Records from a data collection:

══════

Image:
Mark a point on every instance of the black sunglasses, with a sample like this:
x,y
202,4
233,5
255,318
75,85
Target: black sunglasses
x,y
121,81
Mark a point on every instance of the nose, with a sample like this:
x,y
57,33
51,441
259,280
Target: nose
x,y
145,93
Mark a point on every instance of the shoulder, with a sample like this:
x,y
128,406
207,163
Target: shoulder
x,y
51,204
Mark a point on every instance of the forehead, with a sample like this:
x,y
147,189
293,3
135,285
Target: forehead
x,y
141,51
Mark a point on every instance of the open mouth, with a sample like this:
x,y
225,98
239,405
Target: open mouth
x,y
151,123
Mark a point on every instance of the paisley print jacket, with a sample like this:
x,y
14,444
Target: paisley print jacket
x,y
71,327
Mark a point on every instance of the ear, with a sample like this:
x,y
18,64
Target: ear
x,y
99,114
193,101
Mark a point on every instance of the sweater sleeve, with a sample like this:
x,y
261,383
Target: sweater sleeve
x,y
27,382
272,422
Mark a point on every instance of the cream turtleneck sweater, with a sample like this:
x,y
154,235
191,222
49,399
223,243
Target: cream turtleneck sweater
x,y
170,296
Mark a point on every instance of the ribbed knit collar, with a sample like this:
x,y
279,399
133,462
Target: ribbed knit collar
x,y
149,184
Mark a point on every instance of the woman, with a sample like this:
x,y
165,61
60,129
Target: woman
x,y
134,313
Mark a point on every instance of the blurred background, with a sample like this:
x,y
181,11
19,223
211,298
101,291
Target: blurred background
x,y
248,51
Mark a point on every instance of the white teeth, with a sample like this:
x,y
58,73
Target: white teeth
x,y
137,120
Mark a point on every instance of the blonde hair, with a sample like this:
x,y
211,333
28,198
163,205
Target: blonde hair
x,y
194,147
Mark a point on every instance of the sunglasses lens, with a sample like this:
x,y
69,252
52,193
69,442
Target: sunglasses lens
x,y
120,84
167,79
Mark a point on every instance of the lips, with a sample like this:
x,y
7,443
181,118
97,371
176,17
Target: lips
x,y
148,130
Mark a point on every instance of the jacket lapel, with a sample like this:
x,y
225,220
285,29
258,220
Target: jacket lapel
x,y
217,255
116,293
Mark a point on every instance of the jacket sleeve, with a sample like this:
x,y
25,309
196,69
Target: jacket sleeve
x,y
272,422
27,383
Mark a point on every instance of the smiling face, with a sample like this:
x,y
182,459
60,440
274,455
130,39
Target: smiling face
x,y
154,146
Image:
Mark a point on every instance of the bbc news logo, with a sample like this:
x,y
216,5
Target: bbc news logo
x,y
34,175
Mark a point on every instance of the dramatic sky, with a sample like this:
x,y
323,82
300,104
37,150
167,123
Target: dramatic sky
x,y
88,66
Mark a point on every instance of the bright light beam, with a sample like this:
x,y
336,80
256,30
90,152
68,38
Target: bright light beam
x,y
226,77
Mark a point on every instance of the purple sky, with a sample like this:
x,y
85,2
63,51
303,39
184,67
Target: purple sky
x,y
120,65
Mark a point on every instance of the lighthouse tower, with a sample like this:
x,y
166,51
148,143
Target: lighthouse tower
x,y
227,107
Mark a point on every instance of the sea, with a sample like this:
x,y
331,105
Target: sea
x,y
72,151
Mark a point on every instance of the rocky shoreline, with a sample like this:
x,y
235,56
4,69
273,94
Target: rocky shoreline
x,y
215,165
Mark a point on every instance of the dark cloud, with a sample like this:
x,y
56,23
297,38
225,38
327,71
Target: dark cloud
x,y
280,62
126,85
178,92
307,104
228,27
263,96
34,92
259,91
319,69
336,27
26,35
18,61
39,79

══════

What to do: So that the data stays intact, repeat all of it exactly.

Final answer:
Image:
Mark a point on every instance of the black sunglasses, with a sample like this:
x,y
202,4
233,5
255,318
75,85
Target: black sunglasses
x,y
121,81
Mark a point on every instance of the nose, with a sample like this:
x,y
57,33
51,441
259,280
Target: nose
x,y
145,93
Mark a point on every instance of the shoulder, with a sample like this:
x,y
128,406
207,163
Target: shoulder
x,y
51,204
Mark a point on every instance of the forehead, with a sample like this:
x,y
147,189
293,3
135,285
Target: forehead
x,y
141,51
Mark a point on every instance of the open mouth, with a sample like this:
x,y
225,98
239,405
Target: open mouth
x,y
151,123
Mark a point on every instance of the paisley print jacket, with a sample like this:
x,y
14,444
Target: paisley print jacket
x,y
71,327
Mark a point on every instance of the ear, with a sample like this:
x,y
18,64
Target: ear
x,y
99,114
193,101
Mark a point on every instance of the sweater sleeve, with a sample like this:
x,y
261,383
Target: sweater sleeve
x,y
27,382
272,422
Mark a point on every instance of the cream turtleneck sweater, with a sample like this:
x,y
154,235
191,222
49,399
223,243
Target: cream turtleneck sweater
x,y
170,296
Mark a point on every instance of the ribbed knit collar, with a sample like this:
x,y
279,399
133,462
Target: ribbed knit collar
x,y
149,184
Mark a point on every instance of the woman, with a sample like this:
x,y
165,61
60,129
Target: woman
x,y
134,313
Mark a point on every instance of the blurred background, with a sample like this:
x,y
181,11
19,223
211,298
101,291
Target: blurred background
x,y
248,51
Mark a point on every instance of the white teeth, with a sample like this:
x,y
58,73
Target: white teeth
x,y
137,120
Mark a point on every instance of the blonde hair, with a sample like this:
x,y
211,333
28,198
163,205
Target: blonde hair
x,y
194,147
Mark a point on every instance of the sunglasses lens, with a sample like this:
x,y
69,252
52,193
69,442
Target: sunglasses lens
x,y
120,84
167,79
Mark a point on every instance of the lips, with a sample like this:
x,y
7,443
181,118
97,371
176,17
Target: lips
x,y
148,130
Mark a point on every instance of the jacket lapel, with a sample like this:
x,y
225,220
285,29
258,220
Target: jacket lapel
x,y
217,255
116,293
Mark a point on every instance of the jacket sleeve, with a sample like this:
x,y
25,309
196,69
Target: jacket sleeve
x,y
272,422
27,383
Mark a point on every instance of the smiling face, with a sample like this:
x,y
182,459
60,440
274,455
130,39
Target: smiling face
x,y
154,146
Image:
Mark a point on every instance of the bbc news logo, with a sample like this:
x,y
216,5
Target: bbc news logo
x,y
34,175
Mark a point on every instance of the dramatic sky, with a sample like this:
x,y
323,82
300,104
37,150
167,123
Target: dramatic sky
x,y
88,66
Mark a point on every instance of the bright light beam, with a sample like this:
x,y
336,80
256,30
90,152
68,38
Target: bright light beam
x,y
226,77
Mark a point on every instance of the purple sky, with a sample like this:
x,y
85,2
63,51
303,39
184,67
Target: purple sky
x,y
120,65
Mark a point on every instance of the lighthouse tower, with a sample like this:
x,y
166,51
148,143
Target: lighthouse tower
x,y
227,107
Mark a point on every instance of the sea, with a sample like this:
x,y
331,105
Target: sea
x,y
72,151
Mark a point on every instance of the rocky shoreline, with a sample like this:
x,y
235,56
4,69
273,94
Target: rocky shoreline
x,y
215,165
Mark a point on every instance of the dark cloud, with a sample like this:
x,y
56,23
297,38
225,38
327,71
Target: dark cloud
x,y
280,62
126,85
178,92
307,104
228,27
263,96
34,92
259,91
319,69
336,27
26,35
18,61
39,79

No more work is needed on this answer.